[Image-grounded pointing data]
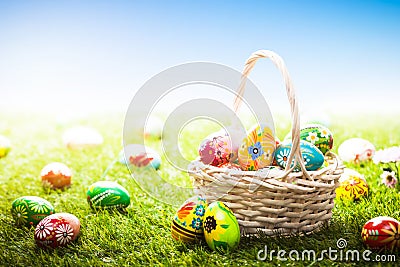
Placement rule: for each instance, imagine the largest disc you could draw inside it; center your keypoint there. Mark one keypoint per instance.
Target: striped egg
(107, 194)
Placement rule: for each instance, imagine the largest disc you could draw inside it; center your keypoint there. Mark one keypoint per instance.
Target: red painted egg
(56, 175)
(57, 230)
(381, 232)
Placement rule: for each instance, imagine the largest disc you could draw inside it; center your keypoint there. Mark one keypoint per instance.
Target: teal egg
(312, 156)
(221, 228)
(318, 135)
(107, 194)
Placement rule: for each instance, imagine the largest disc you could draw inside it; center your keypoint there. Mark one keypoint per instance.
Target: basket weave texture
(273, 201)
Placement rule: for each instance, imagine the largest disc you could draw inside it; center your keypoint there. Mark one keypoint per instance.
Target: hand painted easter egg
(221, 228)
(347, 172)
(153, 128)
(312, 156)
(82, 137)
(29, 210)
(56, 175)
(236, 136)
(356, 150)
(318, 135)
(352, 188)
(216, 150)
(57, 230)
(107, 194)
(381, 232)
(5, 146)
(187, 224)
(140, 156)
(257, 149)
(231, 166)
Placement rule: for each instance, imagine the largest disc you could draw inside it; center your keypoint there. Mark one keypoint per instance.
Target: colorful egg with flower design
(381, 232)
(216, 149)
(108, 194)
(221, 228)
(30, 210)
(352, 187)
(5, 146)
(257, 149)
(187, 224)
(312, 156)
(57, 230)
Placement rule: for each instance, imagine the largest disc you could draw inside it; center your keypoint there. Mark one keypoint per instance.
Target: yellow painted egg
(352, 188)
(187, 224)
(257, 149)
(221, 228)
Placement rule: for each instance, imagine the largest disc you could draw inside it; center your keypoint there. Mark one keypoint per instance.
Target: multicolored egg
(257, 149)
(221, 228)
(108, 194)
(347, 172)
(5, 146)
(57, 230)
(356, 150)
(187, 224)
(318, 135)
(80, 137)
(216, 149)
(352, 187)
(56, 175)
(231, 166)
(312, 156)
(29, 210)
(381, 232)
(140, 156)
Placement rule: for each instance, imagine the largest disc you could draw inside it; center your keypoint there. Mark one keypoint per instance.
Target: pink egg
(381, 232)
(216, 150)
(57, 230)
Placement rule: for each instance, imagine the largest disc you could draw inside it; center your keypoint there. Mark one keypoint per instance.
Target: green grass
(142, 236)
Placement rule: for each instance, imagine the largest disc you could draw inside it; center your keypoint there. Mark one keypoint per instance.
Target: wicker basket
(273, 201)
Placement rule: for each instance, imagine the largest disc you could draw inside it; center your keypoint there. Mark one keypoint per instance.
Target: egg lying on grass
(187, 224)
(57, 230)
(56, 175)
(221, 228)
(108, 194)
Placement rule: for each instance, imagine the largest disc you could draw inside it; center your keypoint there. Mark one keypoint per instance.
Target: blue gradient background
(92, 55)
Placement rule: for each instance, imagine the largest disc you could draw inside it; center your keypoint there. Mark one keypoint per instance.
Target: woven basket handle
(278, 62)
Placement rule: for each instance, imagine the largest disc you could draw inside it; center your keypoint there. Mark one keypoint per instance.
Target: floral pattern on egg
(257, 149)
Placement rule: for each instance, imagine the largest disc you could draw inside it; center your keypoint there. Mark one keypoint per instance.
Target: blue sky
(90, 55)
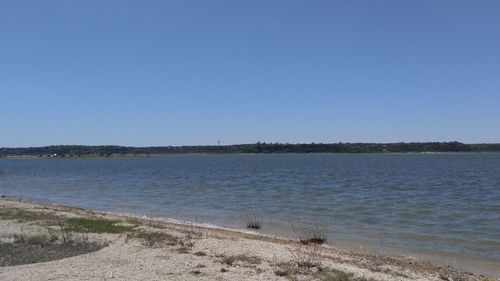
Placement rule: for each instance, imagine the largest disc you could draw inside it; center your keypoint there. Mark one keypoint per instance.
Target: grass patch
(96, 225)
(29, 216)
(43, 247)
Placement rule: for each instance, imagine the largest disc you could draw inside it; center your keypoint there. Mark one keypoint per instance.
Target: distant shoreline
(84, 151)
(124, 156)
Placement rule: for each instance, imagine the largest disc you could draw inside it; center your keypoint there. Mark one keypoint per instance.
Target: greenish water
(445, 207)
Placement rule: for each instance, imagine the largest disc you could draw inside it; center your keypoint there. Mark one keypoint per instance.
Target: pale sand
(129, 259)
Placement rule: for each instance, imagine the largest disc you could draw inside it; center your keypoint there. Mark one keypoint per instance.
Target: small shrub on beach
(253, 221)
(152, 238)
(315, 234)
(230, 260)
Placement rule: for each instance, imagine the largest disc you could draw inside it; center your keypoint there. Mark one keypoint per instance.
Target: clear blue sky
(195, 72)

— TASK TO CARRY OUT —
An exact copy of the entries above is required; pictures are not part of it.

— SOLUTION FOR THIS EXERCISE —
Placement rule: for each instance, imagine the largest disc you could draw inside it; center your keypoint there. Mark one keypoint per instance.
Target: striped egg
(107, 194)
Placement rule: for each instance, imagine the largest disc you could draw inside it; center your keypoint there. Mark one keypoint per instance.
Target: red painted egg
(56, 175)
(57, 230)
(381, 232)
Placement rule: for each instance, imagine the largest disc you could draw inside it; center your keypoint there. Mark one keypoint per instance.
Target: teal egg
(312, 156)
(221, 228)
(318, 135)
(107, 194)
Placement rule: for each instance, imagine the largest disc you could draw inside it; center your keypoint there. Mark one keypoint per instance.
Target: basket weave texture
(273, 201)
Placement rule: for each instance, imagine the largest disc you could draw inside it; center your keypoint there. Mark one keypoint per instance.
Target: hand painted easter egg
(221, 228)
(347, 172)
(153, 128)
(312, 156)
(82, 137)
(29, 210)
(56, 175)
(236, 136)
(356, 150)
(318, 135)
(352, 188)
(216, 150)
(57, 230)
(107, 194)
(381, 232)
(5, 146)
(187, 224)
(140, 156)
(257, 149)
(231, 166)
Placement rule: for each instance, imagine the largest disc you could draw inside it; center your keypoint there. Mark one keypoint per instance.
Target: colorful egg with flower design
(381, 232)
(216, 149)
(108, 194)
(221, 228)
(30, 210)
(352, 187)
(5, 146)
(257, 149)
(187, 224)
(312, 156)
(57, 230)
Placement rule: for each instance, imagine the largest disc you could draw inside it; center your keypoint there. Mark one keypoint per instance.
Target: yellow painted egg
(352, 188)
(187, 224)
(257, 149)
(221, 228)
Placement rule: for each instance, imagine the largest disc you could draw inside it; center your keypoint there. Mark one keypoint per instance.
Target: multicolored egg
(257, 149)
(221, 228)
(108, 194)
(347, 172)
(5, 146)
(57, 230)
(356, 150)
(187, 224)
(318, 135)
(80, 137)
(216, 149)
(352, 187)
(56, 175)
(231, 166)
(312, 156)
(29, 210)
(381, 232)
(140, 156)
Placement rule: for each instance, imagine the largest disc you could draw inside it; center your keypoint there. Mark one keypoint per instance.
Target: pink egg
(381, 232)
(216, 150)
(57, 230)
Placement rule: for each instance, imagine the largest disc you could draw inside it; center your keypoint there. Mark one keypoint per instance.
Target: green grass
(142, 236)
Placement rule: for each instance, imagine the largest disc you could draw inside it; center your keypoint there. Mark one keypoint per instance.
Target: wicker basket
(273, 201)
Placement rule: for each instance, imagine the largest disc you could draw inside it; center your keypoint there. Mark one keypoint per instance.
Target: egg lying on grass
(187, 224)
(57, 230)
(56, 175)
(221, 228)
(108, 194)
Placement rule: for each instance, imagine the largest disc you could draw inside it; center your keypoint there. Mark one keypoint per instance.
Target: blue gradient background
(92, 55)
Placement rule: for each instance, imagine the largest disc you could draw inside it; center your keypoint there. Mark one keypoint per instance.
Target: woven basket handle
(278, 62)
Placement rule: for each instance, imagine the largest disc you could draw inside it; center your keypoint there. Mark one keypoint per instance.
Target: floral pattern on egg
(257, 149)
Placement rule: for each instance, imagine the largest disc you could draw inside it; center your keypoint there. Mark one keypoint per instance.
Target: blue sky
(90, 55)
Placement rule: for each instance, imagine the largest disc you could draw inside it; center your keypoint there. Mark one keypoint per instance.
Target: grass patch
(96, 225)
(29, 216)
(43, 247)
Placement rule: for each instance, imagine the largest disc you could draw inside it; center your keypoint there. Mark one keypoint per instance.
Target: distant shoreline
(84, 151)
(124, 156)
Placement rule: for each instance, imagine the largest disc you could draw inside it; center your keypoint there. Mark one keypoint per instance.
Target: greenish water
(445, 207)
Placement rule: for each instance, imagine the largest disc you could draw inside it; center your keypoint there. Mark one keypoint per instance.
Target: pale sand
(129, 259)
Placement rule: for each instance, imagine the largest disc you could draw inside it; center your keypoint there. Mark one keypoint per instance.
Target: small shrub on beach
(253, 221)
(152, 238)
(315, 234)
(230, 260)
Placement rule: for each instance, imagine the largest disc you could draw inside it; center your keypoint there. Mark one keypoint per instance.
Target: clear blue sky
(195, 72)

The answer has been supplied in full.